PAGE EXCERPT:
Portland’s Lucky Labrador Brewpub will host its 12th annual hop harvest party, featuring hops grown on the brewery’s patio, as well as backyard hops brougt in by the public, on Wednesday, Sept 6th. Without some of the resources of hop farms like Goschie’s, the abnormally high temperatures Portland experienced this summer actually delayed the local crop a little bit. Gayle Goschie says, “The hot weather spike fooled the plant into beginning its flowering sequence before the bine had reached its potential height. End result, reduced yields.” Still, you can join in on the fun by helping to pick the hops from the bines or contributing your own homegrown or wild hops while enjoying beer and hop-infused chicken wings on Lucky Lab’s Hawthorne Brewpub patio from 4-9pm on September 6th.
With Oregon farms harvesting Centennial hops early, a number of local brewers are already showcasing them. Ex Novo Brewing has already canned up a fresh version of Eliot IPA “with a huge amount of dank fresh Centennial hops.” Hopworks has also just released “Total Blackout,” a Cascadian Dark Ale using fresh Centennials that were picked and added to the beer on the day of the total eclipse. Bottles and draft are available now.
Baerlic Brewing releases the first of its many fresh hop beers of the season with “Early Bird” fresh hop pale using Centennials going on tap today, Mon. August 29th. Next up, this Thursday 8/31, Baerlic releases a Helles with fresh Santiam hops, and on September 12th the brewery release “Pioneer,” a fresh hop Extra Special Bitter with fresh Mt. Hood hops.
Portland Brewing/Pyramid brewers stuff bags of fresh hops for their Fresh Hop Outburst IPA
Pyramid and Portland Brewing made a fresh Centennial hopped Outburst IPA that I was lucky enough to be present for. from the trip to the hop farm to the addition of the fresh hops to the beer back at the brewery just a few hours later. Look for Fresh Hop Outburst IPA at the pub in NW Portland and pubs in town this week.
Most hop crops take three or more years after planting to yield their full crops, and with unexpected conditions like weather, fires, or major breweries switching varieties, there can be the occasional short supply or even surplus. Elkins says, “Mother Nature is always our biggest concern. Wind, rain, drought…” are major issues, but also the changing labor market directly relating to the current U.S. administrations immigration crackdowns. “With low unemployment rates and uncertainty in the area of immigration law, we are reacting to our labor needs by introducing more cutting-edge technology each year. We harvest our hops via an innovative method that uses hop combines to pick the hops. Combines also reduce our usage of trucks for transporting hops to the kiln, which continually reduces our carbon footprint.”

TASK BRIEF:
Resume the article on Oregon's fresh hop season, picking up right after its last sentence.

PROVIDED INFORMATION:
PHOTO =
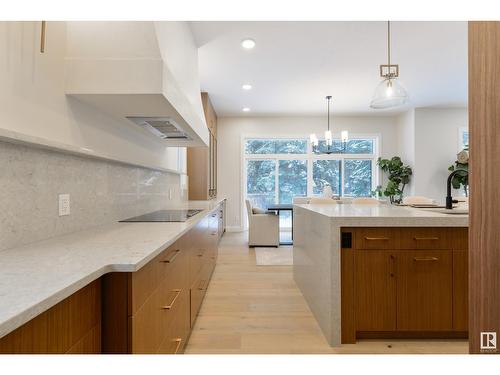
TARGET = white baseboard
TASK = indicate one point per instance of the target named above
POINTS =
(234, 229)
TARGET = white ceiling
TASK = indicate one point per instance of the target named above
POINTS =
(296, 64)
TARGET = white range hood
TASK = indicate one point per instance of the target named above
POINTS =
(143, 72)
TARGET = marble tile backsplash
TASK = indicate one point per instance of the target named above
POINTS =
(101, 192)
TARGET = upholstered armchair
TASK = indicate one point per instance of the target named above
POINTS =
(263, 228)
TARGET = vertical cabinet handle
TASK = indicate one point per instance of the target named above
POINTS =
(171, 259)
(202, 285)
(178, 341)
(171, 304)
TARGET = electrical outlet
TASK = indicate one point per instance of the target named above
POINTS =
(64, 209)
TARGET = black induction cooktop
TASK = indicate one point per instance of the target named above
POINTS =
(163, 216)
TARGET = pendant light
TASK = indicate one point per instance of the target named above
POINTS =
(389, 93)
(328, 135)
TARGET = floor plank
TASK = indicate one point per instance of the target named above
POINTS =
(251, 309)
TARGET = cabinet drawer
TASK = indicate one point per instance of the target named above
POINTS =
(431, 238)
(198, 290)
(152, 321)
(376, 238)
(178, 331)
(148, 278)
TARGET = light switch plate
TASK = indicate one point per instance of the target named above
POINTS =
(64, 207)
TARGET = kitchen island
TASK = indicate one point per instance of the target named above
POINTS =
(336, 243)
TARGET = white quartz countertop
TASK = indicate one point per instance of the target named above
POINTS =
(386, 215)
(37, 276)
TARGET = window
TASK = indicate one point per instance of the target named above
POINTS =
(279, 169)
(326, 172)
(275, 146)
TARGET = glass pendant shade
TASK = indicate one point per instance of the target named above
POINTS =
(389, 93)
(344, 136)
(314, 140)
(328, 137)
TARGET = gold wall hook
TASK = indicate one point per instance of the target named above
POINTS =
(42, 38)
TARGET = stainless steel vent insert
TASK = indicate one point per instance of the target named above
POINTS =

TASK RESULT:
Gayle Goschie finds stability of the market her biggest concern, not weather or staff. “I wonder how many times my grandparents and parents would have answered that same question with the same answer? Ha!” says Goschie. Her farm once grew only three varieties of hops for large brewers, but with craft brewers’ rise and growing demand, the farm now grows ten varieties to accommodate. “I think every hop grower needs to look at how they wish to involve their business in chasing the new trend or not.” Since tearing out one variety to replace it with another takes years and not weeks, it’s a commitment a hop grower should be sure about. ” I’d have to say I’m holding back slightly and remaining nimble,” says Goschie on her strategy. Continuing on the issue of stability in the industry, she says, “These continue to be exciting times in hop growing and brewing. But so many changes. To predict volume needs and hop variety needs is requiring more speculation than we have seen for some time.” In Oregon, growers like Goschie have a harder time than in Washington’s Yakima Valley because of our higher humidity. Salmon Safe hops provide another difficulty. Salmon Safe requires less and “softer” chemicals to be used in farming, reducing the pesticides, herbicides, and fungicides that traditional growers use that can move through the soil more quickly and contaminate the watershed (and thus adversely affect salmon). Instead of chemicals, Salmon Safe growers use natural predators to control unwanted pests and try to manage humidity to decrease fungus.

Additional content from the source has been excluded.